» Excerto:
□ □ □
HABITAÇÃO ACESSÍVEL: A PRIORIDADE DA ALTERAÇÃO DA LEI DOS SOLOS
O novo regime não se limita a facilitar a reclassificação de terrenos: estabelece também regras claras para garantir que a maioria da área construída seja destinada à habitação acessível. Este é, sem dúvida, o ponto central da legislação, com implicações significativas no mercado imobiliário.
Percentagem Mínima Dedicada à Habitação
A lei exige que pelo menos 70% da área total de construção em terrenos reclassificados seja destinada a:
- Habitação pública;
- Arrendamento acessível;
- Habitação de valor moderado.
O objetivo é assegurar que grande parte das novas construções seja utilizada para resolver problemas habitacionais, evitando que os terrenos sejam usados para projetos de luxo ou especulação imobiliária.
O Conceito de “Habitação de Valor Moderado”
Esta nova categoria é um dos aspetos mais inovadores da legislação, destinada a apoiar a classe média. Segundo a lei, “habitação de valor moderado” refere-se a imóveis cujo preço por metro quadrado:
- Não ultrapasse a mediana nacional de preços de venda; ou
- Não exceda 125% da mediana do concelho (até ao limite de 225% da mediana nacional).
Atualmente, com base nos dados do Instituto Nacional de Estatística (INE), o preço mediano em Portugal é de 1.661 euros/m², o que estabelece um teto máximo de 3.737 euros/m² (225% da mediana nacional). Em regiões como Lisboa e Cascais, onde os preços habitacionais frequentemente ultrapassam este limite, os promotores terão de ajustar significativamente os valores, o que representa um grande desafio para os setores público e privado.
IMPACTOS GEOGRÁFICOS E REGIONAIS DA NOVA LEI DOS SOLOS
O impacto desta legislação será especialmente sentido em áreas metropolitanas, como Lisboa e Porto, onde os preços habitacionais têm aumentado rapidamente. Por exemplo, em Lisboa, o preço médio por metro quadrado é de 4.203 euros/m², ultrapassando em 11% o limite máximo estabelecido pela lei para “habitação de valor moderado”. Em algumas freguesias, como Santo António e Marvila, as diferenças são ainda mais extremas, com preços que podem ultrapassar os 6.000 euros/m².
Desafios para Promotores e Municípios
Os promotores imobiliários terão de equilibrar os custos elevados de construção nestas zonas com os limites de preço impostos pela legislação. Por outro lado, os municípios terão de garantir que a reclassificação dos terrenos resulte em habitação acessível, sem comprometer a qualidade dos projetos ou a sustentabilidade urbana.
□ □ □
» Informação extraída:
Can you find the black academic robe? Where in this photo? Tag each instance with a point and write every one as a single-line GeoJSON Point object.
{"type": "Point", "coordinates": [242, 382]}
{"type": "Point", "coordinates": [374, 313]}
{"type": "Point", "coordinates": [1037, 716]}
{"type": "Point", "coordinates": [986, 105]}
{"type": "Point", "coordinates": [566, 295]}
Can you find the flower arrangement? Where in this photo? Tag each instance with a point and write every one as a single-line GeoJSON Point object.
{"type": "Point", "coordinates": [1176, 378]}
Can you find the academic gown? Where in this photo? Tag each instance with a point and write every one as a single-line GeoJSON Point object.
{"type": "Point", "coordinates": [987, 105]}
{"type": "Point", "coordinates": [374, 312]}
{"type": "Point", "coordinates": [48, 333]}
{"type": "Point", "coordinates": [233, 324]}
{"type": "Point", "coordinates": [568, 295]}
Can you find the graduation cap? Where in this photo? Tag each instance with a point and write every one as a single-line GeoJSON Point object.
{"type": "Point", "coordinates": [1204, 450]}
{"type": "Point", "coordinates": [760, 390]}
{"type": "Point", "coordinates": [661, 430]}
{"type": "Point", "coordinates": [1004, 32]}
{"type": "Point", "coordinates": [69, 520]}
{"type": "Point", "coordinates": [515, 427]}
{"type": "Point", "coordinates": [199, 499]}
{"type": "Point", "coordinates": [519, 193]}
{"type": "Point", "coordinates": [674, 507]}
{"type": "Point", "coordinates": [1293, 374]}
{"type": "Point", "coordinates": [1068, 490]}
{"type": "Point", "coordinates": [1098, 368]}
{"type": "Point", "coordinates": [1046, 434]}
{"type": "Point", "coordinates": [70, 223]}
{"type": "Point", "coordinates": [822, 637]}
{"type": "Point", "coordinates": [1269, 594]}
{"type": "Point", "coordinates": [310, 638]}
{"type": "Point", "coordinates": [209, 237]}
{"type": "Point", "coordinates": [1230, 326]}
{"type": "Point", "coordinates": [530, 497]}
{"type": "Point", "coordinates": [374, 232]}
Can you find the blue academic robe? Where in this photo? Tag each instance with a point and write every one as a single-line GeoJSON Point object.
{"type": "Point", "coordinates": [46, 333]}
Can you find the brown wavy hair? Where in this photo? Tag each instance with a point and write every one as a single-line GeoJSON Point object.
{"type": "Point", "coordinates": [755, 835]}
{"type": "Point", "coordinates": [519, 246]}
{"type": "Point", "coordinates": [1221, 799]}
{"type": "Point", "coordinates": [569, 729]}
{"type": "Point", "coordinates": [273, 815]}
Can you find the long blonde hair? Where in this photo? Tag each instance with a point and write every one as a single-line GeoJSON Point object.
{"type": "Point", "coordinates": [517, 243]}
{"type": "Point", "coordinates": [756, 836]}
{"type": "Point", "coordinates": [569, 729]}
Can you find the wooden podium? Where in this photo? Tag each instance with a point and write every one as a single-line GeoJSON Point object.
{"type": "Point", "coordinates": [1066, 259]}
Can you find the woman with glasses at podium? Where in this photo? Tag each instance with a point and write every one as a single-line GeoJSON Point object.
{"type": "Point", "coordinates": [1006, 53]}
□ □ □
» Tarefa curta 1: Segundo o excerto sobre a nova lei dos solos, que percentagem mínima da área total de construção em terrenos reclassificados tem de ser destinada à habitação?
» Tarefa curta 2: Apresente a continuação do excerto sobre a nova lei dos solos, a partir da última frase mostrada.

» Resultado da tarefa 1: Pelo menos 70%.

» Resultado da tarefa 2:
COMO FUNCIONA O PROCESSO DE RECLASSIFICAÇÃO DOS SOLOS?
Um dos aspetos-chave do novo regime é que o processo de reclassificação é conduzido exclusivamente pelas Câmaras Municipais. Os proprietários de terrenos rústicos não podem iniciar o processo diretamente, mas podem participar de forma indireta, manifestando interesse e contribuindo em consultas públicas.
Etapas do Processo
- Proposta da Câmara Municipal
A autarquia apresenta uma proposta fundamentada, incluindo a delimitação da área a reclassificar, o número de fogos habitacionais previstos e a programação das obras de urbanização.
- Consulta Pública<
A proposta é submetida a consulta pública durante um prazo mínimo de 20 dias, permitindo que cidadãos e entidades interessadas apresentem sugestões.
- Aprovação pela Assembleia Municipal
Após análise e possíveis ajustes, a proposta final é votada pela Assembleia Municipal, que tem a decisão final sobre a reclassificação.
Registo Predial
A reclassificação fica automaticamente registada, simplificando os procedimentos para os proprietários.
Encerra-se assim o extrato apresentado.